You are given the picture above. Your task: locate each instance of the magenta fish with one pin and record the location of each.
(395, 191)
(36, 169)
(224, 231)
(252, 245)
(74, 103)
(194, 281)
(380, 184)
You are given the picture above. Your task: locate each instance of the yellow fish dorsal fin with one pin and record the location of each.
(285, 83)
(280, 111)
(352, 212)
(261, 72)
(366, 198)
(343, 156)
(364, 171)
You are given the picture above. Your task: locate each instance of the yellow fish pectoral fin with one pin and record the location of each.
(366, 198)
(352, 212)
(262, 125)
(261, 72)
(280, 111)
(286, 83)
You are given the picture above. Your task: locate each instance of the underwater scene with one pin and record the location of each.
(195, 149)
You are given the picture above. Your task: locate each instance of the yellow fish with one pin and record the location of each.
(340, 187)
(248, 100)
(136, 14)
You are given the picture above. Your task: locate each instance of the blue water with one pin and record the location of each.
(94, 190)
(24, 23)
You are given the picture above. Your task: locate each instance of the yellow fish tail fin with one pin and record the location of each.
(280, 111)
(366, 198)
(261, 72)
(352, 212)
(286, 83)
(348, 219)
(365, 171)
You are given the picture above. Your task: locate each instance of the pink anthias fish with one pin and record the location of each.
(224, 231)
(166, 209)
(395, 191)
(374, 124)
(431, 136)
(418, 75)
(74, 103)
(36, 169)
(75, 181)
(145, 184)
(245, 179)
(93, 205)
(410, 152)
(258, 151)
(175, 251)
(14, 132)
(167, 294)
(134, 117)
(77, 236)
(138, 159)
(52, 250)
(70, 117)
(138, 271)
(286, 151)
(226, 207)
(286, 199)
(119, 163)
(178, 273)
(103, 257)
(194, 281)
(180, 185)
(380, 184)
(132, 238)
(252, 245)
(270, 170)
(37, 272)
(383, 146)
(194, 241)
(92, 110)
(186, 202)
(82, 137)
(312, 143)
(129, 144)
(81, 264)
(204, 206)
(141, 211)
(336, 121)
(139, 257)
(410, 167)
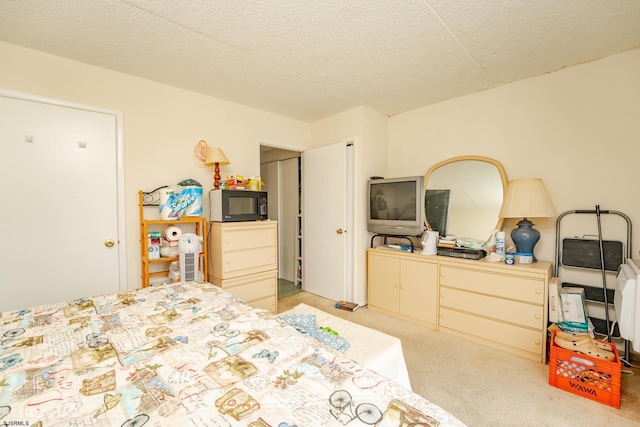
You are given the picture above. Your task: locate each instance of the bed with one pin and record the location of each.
(186, 354)
(373, 349)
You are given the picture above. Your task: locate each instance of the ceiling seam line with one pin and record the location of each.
(454, 35)
(351, 97)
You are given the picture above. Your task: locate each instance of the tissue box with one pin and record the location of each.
(154, 252)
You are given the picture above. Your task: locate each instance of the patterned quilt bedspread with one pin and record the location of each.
(185, 354)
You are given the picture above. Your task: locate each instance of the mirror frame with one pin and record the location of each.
(497, 164)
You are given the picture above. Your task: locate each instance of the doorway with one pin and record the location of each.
(280, 169)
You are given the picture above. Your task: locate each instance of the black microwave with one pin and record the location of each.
(237, 205)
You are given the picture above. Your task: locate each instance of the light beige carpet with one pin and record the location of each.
(482, 386)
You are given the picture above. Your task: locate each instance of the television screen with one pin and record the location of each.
(395, 206)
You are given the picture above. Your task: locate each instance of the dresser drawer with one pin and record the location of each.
(258, 259)
(236, 240)
(524, 314)
(253, 287)
(513, 287)
(269, 304)
(513, 336)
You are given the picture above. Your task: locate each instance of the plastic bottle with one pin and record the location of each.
(500, 236)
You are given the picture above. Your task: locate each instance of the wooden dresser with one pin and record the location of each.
(503, 306)
(244, 261)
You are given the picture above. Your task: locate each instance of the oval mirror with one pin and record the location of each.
(463, 196)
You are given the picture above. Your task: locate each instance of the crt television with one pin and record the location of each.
(396, 206)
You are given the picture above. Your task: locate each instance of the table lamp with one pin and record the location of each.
(526, 198)
(216, 158)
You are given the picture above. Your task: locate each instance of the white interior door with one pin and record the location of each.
(59, 181)
(326, 191)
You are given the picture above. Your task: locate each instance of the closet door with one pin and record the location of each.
(59, 217)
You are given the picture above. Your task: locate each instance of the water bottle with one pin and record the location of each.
(500, 236)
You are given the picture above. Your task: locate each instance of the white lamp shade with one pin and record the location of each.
(216, 156)
(527, 198)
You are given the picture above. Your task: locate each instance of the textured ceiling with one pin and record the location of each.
(309, 59)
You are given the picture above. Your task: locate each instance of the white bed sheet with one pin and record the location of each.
(373, 349)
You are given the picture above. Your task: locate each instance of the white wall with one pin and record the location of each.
(162, 125)
(578, 129)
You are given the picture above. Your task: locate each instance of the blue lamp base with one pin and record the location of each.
(525, 237)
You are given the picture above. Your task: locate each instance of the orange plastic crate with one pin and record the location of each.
(584, 375)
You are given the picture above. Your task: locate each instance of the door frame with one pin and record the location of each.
(351, 236)
(279, 145)
(120, 188)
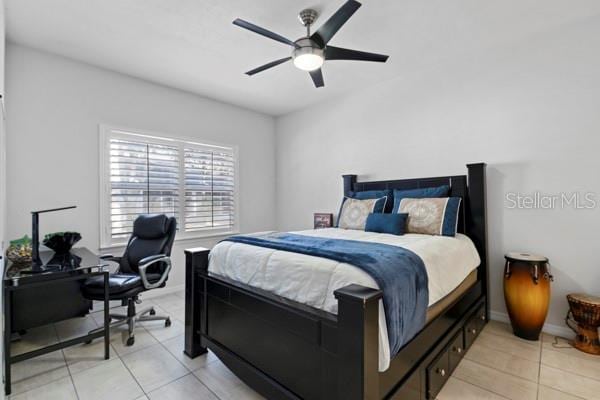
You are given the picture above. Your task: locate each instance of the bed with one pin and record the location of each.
(326, 338)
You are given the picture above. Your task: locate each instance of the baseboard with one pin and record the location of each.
(551, 329)
(163, 291)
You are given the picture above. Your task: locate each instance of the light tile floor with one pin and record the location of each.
(498, 366)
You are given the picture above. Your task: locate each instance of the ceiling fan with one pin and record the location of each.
(310, 51)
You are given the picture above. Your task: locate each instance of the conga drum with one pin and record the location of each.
(585, 311)
(527, 293)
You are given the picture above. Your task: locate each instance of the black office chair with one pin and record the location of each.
(145, 265)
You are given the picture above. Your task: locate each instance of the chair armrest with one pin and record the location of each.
(110, 257)
(148, 261)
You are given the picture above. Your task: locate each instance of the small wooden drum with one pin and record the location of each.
(527, 293)
(584, 319)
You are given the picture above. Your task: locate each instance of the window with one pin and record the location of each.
(194, 182)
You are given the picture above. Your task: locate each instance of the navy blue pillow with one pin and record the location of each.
(375, 194)
(394, 224)
(423, 193)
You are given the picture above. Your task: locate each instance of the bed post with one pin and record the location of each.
(349, 181)
(196, 261)
(476, 219)
(358, 342)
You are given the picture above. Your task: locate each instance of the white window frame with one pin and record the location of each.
(106, 132)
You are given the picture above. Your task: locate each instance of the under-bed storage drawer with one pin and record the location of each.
(438, 373)
(474, 326)
(456, 351)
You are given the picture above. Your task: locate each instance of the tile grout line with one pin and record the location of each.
(133, 376)
(499, 370)
(563, 392)
(480, 387)
(66, 363)
(570, 372)
(185, 366)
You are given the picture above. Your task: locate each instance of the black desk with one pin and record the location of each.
(36, 296)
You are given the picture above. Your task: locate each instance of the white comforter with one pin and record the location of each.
(312, 280)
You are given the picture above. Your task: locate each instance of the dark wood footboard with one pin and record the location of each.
(287, 350)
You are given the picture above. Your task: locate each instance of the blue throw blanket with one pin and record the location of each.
(399, 272)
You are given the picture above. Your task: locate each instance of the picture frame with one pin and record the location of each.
(323, 220)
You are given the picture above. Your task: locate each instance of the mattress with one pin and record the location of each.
(312, 280)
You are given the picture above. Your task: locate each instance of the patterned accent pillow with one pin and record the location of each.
(433, 216)
(354, 212)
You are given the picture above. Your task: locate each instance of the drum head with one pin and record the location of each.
(526, 257)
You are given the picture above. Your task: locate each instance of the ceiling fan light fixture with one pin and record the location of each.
(308, 57)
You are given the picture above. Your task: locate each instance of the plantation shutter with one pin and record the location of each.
(144, 179)
(209, 188)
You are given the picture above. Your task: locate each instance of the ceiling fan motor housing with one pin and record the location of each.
(307, 17)
(308, 55)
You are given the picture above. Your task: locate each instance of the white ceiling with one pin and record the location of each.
(192, 44)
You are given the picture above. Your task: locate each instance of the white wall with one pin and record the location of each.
(54, 106)
(531, 111)
(2, 166)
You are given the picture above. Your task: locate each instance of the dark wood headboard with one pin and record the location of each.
(472, 214)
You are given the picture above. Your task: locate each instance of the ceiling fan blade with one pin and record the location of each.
(267, 66)
(317, 76)
(262, 31)
(338, 53)
(335, 22)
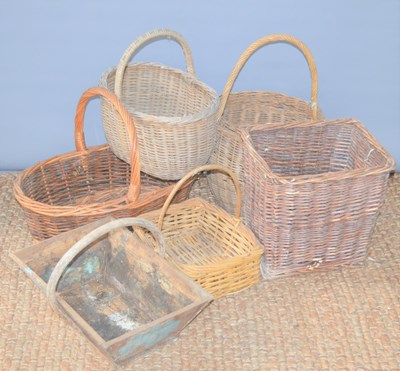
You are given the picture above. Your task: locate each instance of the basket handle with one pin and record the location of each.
(144, 40)
(270, 39)
(84, 242)
(134, 184)
(192, 173)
============================================================
» **WHAT TO DO**
Can you put everything from the line containing "of the basket" down to the last line above into a numbered list, with both of those lines included and blank lines left out?

» **RESULT OF THIS TASK**
1. You are given the picture above. Your task: locate each instance of the basket handle with one pin and record the location of each.
2. (144, 40)
3. (270, 39)
4. (84, 242)
5. (134, 184)
6. (192, 173)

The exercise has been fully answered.